→ **ЗАДАНИЕ 1**
Перепечатайте целиком и без изменений отрывок о книге Бруно «Тени идей», приведенный ниже.

Свою книгу о разуме и познании мира «Тени идей» Бруно посвятил Генриху III. В те времена, когда большинство авторов не имело средств, чтобы печатать свои книги, а гонорары были ничтожными (если были вообще), книги посвящались покровителям, которые брали на себя издержки на издание. По рекомендации короля Бруно назначили экстраординарным профессором с постоянным вознаграждением.
В предисловии к книге «Тени идей» Бруно не пожалел громких слов, характеризуя ее и того, кому она была посвящена: «…Лучшие дары предназначены лучшим людям, более ценные — более достойным, а самые ценные — достойнейшим! Вот почему и этот труд, который по справедливости причисляется к величайшим, как по достоинству, так и по оригинальности открытий и серьезности доказательств, обращен к Вам, прекрасный светоч народов, блистающий доблестями души и высокими талантами, знаменитый, по праву заслуживающий признания ученых мужей. Вы великодушны, велики и мудры — примите благосклонно мой труд, окажите ему покровительство и рассмотрите со вниманием».
Может показаться, что неистовый Ноланец, обретя некоторую толику бытовых удобств и получив спокойную должность, отказался от своих отчаянных выходок и решил затаиться.

→ **ИЗВЛЕЧЕННЫЕ ДАННЫЕ**
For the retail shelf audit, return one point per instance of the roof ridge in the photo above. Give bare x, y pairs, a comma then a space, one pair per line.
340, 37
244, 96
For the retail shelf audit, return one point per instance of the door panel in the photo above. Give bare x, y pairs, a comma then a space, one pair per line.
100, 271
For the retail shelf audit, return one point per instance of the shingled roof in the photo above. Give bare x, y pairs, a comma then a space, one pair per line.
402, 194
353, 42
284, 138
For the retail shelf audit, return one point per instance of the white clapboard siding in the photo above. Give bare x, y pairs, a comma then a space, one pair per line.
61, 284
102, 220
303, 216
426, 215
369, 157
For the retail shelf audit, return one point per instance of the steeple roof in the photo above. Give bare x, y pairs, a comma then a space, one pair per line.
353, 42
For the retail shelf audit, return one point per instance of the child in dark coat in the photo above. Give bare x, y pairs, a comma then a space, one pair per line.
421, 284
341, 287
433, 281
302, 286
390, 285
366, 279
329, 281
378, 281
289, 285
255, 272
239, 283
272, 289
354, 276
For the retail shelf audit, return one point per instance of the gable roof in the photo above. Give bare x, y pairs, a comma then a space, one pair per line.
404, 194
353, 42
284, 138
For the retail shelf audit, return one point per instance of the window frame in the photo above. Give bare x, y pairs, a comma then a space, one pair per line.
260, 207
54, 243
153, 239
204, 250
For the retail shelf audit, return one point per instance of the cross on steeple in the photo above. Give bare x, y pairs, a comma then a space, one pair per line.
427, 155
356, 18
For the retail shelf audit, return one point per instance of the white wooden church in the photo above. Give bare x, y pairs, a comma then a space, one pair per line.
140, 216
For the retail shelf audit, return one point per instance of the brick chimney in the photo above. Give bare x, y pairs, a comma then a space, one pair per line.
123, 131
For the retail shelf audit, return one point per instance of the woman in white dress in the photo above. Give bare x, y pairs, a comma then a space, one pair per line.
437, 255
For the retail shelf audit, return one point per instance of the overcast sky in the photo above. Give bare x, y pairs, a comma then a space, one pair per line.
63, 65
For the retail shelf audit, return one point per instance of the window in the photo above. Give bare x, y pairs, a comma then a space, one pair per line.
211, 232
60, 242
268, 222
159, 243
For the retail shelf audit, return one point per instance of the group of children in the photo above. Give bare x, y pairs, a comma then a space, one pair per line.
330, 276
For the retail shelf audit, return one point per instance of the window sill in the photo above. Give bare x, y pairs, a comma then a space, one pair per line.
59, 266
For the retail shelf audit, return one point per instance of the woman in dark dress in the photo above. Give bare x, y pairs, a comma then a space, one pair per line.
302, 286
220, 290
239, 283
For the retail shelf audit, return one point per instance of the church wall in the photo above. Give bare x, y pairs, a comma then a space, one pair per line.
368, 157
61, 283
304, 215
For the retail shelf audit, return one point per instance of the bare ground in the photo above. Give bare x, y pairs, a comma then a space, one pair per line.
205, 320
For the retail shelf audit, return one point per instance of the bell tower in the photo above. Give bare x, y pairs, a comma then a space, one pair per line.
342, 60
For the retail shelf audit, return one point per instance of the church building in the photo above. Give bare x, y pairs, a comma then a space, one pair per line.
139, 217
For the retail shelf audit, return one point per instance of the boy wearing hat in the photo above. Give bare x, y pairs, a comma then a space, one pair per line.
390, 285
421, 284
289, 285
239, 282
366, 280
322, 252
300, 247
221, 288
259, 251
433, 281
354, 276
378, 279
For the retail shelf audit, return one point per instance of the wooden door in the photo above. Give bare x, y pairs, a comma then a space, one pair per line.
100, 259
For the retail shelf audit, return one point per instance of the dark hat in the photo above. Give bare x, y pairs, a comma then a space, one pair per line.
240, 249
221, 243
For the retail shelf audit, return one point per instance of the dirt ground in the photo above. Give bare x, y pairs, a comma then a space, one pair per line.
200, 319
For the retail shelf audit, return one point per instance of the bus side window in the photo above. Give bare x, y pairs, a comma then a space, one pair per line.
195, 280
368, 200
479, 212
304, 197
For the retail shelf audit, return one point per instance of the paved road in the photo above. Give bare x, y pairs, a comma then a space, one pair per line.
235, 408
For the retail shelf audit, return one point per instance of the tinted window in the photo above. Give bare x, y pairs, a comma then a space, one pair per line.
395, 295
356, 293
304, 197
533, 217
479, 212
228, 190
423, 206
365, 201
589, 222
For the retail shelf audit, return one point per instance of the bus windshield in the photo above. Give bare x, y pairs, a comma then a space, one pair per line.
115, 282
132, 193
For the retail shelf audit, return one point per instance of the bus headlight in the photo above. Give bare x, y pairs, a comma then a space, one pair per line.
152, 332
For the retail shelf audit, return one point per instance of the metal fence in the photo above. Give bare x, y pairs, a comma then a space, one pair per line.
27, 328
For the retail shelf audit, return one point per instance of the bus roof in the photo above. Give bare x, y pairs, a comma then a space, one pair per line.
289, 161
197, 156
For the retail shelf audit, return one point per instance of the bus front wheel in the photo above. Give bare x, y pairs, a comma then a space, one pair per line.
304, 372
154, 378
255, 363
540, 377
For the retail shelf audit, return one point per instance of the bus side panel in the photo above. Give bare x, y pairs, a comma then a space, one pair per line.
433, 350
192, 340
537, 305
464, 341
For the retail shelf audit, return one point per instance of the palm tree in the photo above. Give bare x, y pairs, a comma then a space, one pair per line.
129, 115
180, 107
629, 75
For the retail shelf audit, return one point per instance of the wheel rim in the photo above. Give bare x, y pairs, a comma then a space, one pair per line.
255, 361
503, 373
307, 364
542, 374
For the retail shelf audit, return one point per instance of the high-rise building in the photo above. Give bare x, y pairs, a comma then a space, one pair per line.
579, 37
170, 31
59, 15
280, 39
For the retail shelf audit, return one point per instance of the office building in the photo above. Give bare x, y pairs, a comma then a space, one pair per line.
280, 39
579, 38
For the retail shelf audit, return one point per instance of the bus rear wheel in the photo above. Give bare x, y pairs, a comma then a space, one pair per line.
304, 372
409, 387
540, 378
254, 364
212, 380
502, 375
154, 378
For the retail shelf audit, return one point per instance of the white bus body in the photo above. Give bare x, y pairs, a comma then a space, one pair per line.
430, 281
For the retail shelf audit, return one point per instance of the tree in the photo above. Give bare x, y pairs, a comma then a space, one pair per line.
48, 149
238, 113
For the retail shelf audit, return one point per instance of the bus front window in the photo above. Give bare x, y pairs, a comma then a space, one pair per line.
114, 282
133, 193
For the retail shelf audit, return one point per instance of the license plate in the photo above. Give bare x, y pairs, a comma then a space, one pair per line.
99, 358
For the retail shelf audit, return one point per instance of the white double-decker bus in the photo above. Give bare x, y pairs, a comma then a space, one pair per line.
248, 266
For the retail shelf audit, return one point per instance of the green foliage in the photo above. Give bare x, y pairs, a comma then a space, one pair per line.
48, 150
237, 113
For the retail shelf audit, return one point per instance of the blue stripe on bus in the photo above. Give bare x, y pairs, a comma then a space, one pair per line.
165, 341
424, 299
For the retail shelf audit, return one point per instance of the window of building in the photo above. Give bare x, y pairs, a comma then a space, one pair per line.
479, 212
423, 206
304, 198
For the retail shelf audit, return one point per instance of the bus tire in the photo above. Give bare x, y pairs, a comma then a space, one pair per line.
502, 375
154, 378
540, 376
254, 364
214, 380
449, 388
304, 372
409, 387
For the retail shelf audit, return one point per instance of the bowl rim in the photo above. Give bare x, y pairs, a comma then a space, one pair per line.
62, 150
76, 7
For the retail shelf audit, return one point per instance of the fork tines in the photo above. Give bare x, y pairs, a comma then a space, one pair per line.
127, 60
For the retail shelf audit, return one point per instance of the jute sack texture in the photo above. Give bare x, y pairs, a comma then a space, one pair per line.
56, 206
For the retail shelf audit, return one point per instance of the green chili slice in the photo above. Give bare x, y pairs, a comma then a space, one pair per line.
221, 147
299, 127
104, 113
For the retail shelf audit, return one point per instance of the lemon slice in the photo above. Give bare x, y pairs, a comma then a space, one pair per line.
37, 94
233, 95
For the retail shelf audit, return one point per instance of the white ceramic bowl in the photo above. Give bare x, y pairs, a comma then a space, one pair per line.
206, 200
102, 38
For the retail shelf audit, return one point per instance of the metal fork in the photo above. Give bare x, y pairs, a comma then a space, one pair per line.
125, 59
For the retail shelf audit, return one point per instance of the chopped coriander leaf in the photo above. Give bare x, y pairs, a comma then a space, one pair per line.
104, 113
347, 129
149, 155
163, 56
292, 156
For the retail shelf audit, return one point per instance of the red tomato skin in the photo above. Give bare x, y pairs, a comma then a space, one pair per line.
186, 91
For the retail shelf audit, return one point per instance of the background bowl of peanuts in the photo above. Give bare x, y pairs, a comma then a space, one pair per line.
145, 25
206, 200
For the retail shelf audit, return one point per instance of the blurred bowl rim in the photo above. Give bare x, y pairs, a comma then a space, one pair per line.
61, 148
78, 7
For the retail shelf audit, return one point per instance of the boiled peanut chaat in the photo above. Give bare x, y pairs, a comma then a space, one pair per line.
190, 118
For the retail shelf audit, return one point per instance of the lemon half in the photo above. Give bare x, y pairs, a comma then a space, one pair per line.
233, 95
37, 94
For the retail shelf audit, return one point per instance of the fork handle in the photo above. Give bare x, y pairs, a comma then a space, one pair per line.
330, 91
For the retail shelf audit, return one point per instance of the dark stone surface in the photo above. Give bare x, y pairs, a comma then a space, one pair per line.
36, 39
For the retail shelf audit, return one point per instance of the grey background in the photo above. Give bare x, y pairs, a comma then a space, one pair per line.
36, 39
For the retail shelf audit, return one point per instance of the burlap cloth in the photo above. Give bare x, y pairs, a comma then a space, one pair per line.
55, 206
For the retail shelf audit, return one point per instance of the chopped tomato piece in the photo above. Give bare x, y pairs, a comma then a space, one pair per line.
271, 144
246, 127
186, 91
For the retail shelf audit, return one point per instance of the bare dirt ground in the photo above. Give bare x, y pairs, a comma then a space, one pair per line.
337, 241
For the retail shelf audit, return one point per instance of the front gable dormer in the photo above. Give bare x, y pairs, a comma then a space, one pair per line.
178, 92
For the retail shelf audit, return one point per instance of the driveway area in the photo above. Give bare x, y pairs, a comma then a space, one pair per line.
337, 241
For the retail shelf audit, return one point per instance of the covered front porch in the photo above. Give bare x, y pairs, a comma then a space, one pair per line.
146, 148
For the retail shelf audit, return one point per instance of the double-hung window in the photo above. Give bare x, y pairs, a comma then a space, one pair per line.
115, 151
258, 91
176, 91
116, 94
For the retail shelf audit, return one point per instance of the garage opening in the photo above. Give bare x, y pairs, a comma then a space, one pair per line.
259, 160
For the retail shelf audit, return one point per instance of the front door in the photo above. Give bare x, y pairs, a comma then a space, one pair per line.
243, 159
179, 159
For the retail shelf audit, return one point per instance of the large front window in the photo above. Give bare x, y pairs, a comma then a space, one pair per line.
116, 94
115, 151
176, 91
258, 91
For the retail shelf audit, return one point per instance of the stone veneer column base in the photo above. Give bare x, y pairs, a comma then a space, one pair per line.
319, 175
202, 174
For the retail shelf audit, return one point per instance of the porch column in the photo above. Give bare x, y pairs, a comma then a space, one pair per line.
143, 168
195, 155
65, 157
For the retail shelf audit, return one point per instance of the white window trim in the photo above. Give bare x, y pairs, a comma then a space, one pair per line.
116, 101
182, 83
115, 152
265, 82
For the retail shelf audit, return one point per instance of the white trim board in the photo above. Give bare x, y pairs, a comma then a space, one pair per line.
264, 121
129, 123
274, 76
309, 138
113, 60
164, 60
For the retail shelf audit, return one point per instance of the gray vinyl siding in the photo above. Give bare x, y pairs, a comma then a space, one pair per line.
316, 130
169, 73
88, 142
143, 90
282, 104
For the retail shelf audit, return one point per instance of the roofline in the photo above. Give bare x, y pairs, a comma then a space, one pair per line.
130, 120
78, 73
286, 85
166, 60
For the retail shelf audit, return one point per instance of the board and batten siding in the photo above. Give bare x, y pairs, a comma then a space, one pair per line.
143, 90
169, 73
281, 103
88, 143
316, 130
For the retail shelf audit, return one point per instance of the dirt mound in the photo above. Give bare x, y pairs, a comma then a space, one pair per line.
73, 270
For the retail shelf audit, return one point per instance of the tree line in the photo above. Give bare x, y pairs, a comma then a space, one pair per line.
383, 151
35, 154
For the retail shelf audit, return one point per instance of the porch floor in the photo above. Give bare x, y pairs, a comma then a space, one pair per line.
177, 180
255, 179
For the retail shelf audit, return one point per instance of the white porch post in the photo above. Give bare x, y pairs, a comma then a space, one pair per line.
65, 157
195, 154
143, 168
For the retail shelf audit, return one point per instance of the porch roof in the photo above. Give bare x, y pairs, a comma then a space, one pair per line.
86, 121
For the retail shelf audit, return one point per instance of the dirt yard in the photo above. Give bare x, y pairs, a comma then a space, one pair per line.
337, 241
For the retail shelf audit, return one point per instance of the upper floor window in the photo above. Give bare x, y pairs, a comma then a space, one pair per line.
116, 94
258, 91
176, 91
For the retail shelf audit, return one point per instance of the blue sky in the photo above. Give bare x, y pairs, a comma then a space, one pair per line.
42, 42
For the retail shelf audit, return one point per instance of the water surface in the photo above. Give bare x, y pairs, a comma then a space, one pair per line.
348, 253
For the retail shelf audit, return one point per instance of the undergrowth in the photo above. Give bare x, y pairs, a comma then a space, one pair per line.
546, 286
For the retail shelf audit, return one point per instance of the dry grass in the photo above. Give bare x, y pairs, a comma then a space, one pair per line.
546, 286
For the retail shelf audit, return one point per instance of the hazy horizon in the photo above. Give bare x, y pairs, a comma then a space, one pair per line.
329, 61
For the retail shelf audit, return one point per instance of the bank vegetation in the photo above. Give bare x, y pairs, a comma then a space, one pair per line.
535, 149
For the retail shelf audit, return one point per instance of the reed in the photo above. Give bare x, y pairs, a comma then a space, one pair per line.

→ **ЗАДАНИЕ 2**
Выпишите все строки выше, в которых есть слово «door». Регистр букв учитывается.

→ **ПРАВИЛЬНЫЙ ОТВЕТ 1**
Свою книгу о разуме и познании мира «Тени идей» Бруно посвятил Генриху III. В те времена, когда большинство авторов не имело средств, чтобы печатать свои книги, а гонорары были ничтожными (если были вообще), книги посвящались покровителям, которые брали на себя издержки на издание. По рекомендации короля Бруно назначили экстраординарным профессором с постоянным вознаграждением.
В предисловии к книге «Тени идей» Бруно не пожалел громких слов, характеризуя ее и того, кому она была посвящена: «…Лучшие дары предназначены лучшим людям, более ценные — более достойным, а самые ценные — достойнейшим! Вот почему и этот труд, который по справедливости причисляется к величайшим, как по достоинству, так и по оригинальности открытий и серьезности доказательств, обращен к Вам, прекрасный светоч народов, блистающий доблестями души и высокими талантами, знаменитый, по праву заслуживающий признания ученых мужей. Вы великодушны, велики и мудры — примите благосклонно мой труд, окажите ему покровительство и рассмотрите со вниманием».
Может показаться, что неистовый Ноланец, обретя некоторую толику бытовых удобств и получив спокойную должность, отказался от своих отчаянных выходок и решил затаиться.

→ **ПРАВИЛЬНЫЙ ОТВЕТ 2**
For the retail shelf audit, return one point per instance of the door panel in the photo above. Give bare x, y pairs, a comma then a space, one pair per line.
For the retail shelf audit, return one point per instance of the wooden door in the photo above. Give bare x, y pairs, a comma then a space, one pair per line.
For the retail shelf audit, return one point per instance of the front door in the photo above. Give bare x, y pairs, a comma then a space, one pair per line.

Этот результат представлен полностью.